Inspired by the works from Yang, York, Gastegger, Riniker and coworkers, we explored the construction of system-specific machine-learning potentials (MLPs) to accelerate the generation of ab initio-quality QM/MM free energy profiles of enzymatic reactions. A couple of advances were made in this work:

  • The deep-potential of E and coworkers (i.e., DeepPot-SE) was combined with our QM/MM-AC electrostatic model to provide descriptors for a QM reactive region embedded in an enzyme or solution environment (described by MM point charges).

  • A reparameterized semi-empirical quantum model, PM3*, was utilized to generate the configurations for training the atomistic machine-learning potentials. The deep-potential and QM/MM-AC descriptors of these configurations were then used to train the embedding and fitting neural networks to provide MLPs or ΔMLPs to propagate MD trajectories of condensed-phase reactive systems.
---
Required tasks >>
[1] Quote the passage on machine-learning potentials, starting at "Inspired by the" and ending at "MM point charges).".
[2] Answer these questions from the passage on machine-learning potentials:
(a) With which electrostatic model was the deep-potential combined?
(b) Which reparameterized semi-empirical quantum model generated the training configurations?
(c) Which two neural networks were trained using the descriptors?

Data provided >>
---
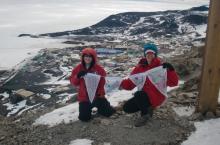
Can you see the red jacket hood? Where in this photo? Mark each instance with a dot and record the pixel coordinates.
(155, 62)
(89, 51)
---
Outputs by task >>
[1]
Inspired by the works from Yang, York, Gastegger, Riniker and coworkers, we explored the construction of system-specific machine-learning potentials (MLPs) to accelerate the generation of ab initio-quality QM/MM free energy profiles of enzymatic reactions. A couple of advances were made in this work:

  • The deep-potential of E and coworkers (i.e., DeepPot-SE) was combined with our QM/MM-AC electrostatic model to provide descriptors for a QM reactive region embedded in an enzyme or solution environment (described by MM point charges).

[2]
(a) The QM/MM-AC electrostatic model.
(b) PM3*.
(c) The embedding and fitting neural networks.